◆ **Task statement**: Some lines in the listing may contain the word "leaf". Say how many, with the number alone.

◆ **Records provided**:
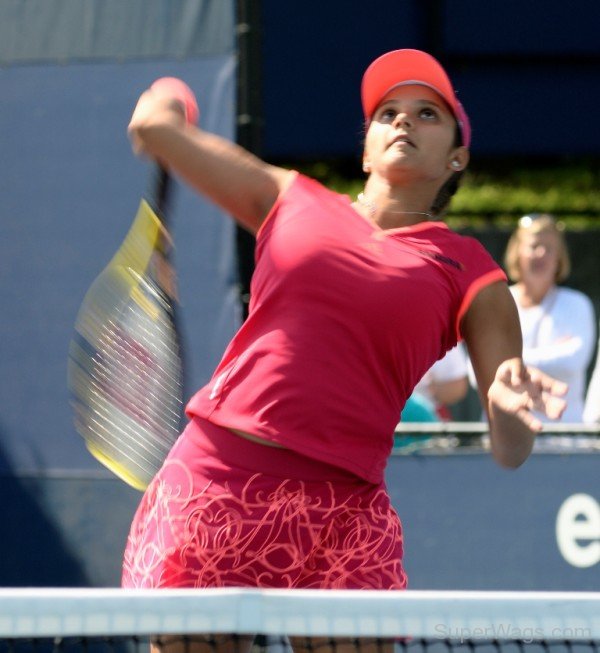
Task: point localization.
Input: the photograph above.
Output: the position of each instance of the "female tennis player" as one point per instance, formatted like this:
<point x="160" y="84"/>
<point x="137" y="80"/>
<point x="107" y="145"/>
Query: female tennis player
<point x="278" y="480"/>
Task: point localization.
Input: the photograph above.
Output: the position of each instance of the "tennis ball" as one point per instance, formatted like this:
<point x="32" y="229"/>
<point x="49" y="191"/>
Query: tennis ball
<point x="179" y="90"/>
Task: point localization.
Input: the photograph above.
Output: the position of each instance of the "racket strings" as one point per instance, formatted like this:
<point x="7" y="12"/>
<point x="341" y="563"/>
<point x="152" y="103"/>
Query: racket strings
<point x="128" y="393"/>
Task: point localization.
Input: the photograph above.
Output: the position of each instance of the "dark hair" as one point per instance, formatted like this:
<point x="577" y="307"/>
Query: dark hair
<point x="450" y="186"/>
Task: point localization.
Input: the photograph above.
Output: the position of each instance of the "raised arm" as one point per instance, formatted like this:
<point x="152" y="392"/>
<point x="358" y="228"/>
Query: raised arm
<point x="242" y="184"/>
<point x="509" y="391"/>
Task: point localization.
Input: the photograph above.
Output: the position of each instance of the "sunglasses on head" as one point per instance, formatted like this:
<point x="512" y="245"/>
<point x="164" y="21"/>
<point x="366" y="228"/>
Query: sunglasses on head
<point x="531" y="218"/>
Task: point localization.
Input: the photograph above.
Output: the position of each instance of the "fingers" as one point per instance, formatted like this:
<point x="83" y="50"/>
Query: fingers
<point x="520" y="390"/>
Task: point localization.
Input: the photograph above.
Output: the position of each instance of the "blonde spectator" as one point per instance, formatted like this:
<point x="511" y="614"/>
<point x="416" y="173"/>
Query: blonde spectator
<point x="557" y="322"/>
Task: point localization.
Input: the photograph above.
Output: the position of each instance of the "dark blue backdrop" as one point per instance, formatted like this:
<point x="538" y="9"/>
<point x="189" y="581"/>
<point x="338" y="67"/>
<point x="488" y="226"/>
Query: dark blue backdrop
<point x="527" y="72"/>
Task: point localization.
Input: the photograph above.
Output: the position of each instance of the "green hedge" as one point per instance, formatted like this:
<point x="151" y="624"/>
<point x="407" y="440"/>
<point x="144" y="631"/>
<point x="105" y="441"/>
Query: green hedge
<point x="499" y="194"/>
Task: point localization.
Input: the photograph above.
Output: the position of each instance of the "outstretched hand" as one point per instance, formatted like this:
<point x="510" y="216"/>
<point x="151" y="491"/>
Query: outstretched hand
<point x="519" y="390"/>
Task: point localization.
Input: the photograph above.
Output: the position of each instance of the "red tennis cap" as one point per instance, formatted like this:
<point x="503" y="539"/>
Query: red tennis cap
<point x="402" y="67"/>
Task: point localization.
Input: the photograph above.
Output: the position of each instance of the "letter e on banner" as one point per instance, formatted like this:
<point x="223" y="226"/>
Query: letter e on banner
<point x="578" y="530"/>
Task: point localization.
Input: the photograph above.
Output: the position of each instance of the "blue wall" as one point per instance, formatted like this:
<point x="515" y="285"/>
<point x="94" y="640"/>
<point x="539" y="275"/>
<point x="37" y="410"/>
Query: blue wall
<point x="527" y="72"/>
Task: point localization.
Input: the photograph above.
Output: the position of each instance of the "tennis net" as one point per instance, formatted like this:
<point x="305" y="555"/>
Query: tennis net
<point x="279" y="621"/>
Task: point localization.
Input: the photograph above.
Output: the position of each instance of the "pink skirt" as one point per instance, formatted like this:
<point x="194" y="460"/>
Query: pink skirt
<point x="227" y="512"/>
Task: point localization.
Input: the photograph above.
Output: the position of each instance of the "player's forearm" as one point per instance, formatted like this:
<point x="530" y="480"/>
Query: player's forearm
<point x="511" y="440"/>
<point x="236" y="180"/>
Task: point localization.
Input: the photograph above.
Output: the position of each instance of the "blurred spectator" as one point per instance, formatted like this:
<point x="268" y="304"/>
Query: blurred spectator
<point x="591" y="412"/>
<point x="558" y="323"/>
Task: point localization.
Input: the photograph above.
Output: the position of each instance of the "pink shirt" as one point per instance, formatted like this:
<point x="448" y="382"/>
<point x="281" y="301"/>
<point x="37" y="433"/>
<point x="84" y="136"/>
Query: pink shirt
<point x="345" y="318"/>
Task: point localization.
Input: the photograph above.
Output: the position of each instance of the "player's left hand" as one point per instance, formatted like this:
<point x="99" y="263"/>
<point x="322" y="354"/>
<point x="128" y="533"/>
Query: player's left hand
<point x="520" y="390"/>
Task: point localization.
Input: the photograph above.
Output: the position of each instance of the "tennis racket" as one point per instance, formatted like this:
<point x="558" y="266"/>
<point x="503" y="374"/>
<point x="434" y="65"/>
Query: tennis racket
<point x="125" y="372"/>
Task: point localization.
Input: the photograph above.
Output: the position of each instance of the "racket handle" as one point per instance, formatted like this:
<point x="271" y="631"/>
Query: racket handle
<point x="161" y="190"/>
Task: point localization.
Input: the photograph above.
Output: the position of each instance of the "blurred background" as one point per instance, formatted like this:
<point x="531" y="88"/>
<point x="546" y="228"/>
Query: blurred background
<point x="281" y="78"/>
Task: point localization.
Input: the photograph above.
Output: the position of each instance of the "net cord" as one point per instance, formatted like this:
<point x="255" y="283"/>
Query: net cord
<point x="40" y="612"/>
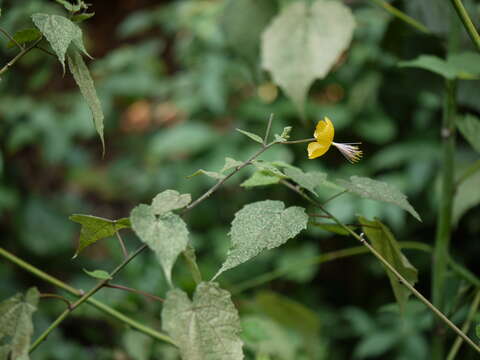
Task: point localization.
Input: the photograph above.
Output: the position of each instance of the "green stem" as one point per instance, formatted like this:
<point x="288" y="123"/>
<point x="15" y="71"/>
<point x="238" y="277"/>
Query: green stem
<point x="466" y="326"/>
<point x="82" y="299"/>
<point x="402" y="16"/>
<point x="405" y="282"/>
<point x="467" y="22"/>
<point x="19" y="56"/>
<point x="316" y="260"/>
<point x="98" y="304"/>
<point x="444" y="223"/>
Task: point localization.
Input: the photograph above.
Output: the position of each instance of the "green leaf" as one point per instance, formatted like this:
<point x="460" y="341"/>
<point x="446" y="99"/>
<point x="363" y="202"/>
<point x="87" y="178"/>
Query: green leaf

◆ **Exercise output**: 2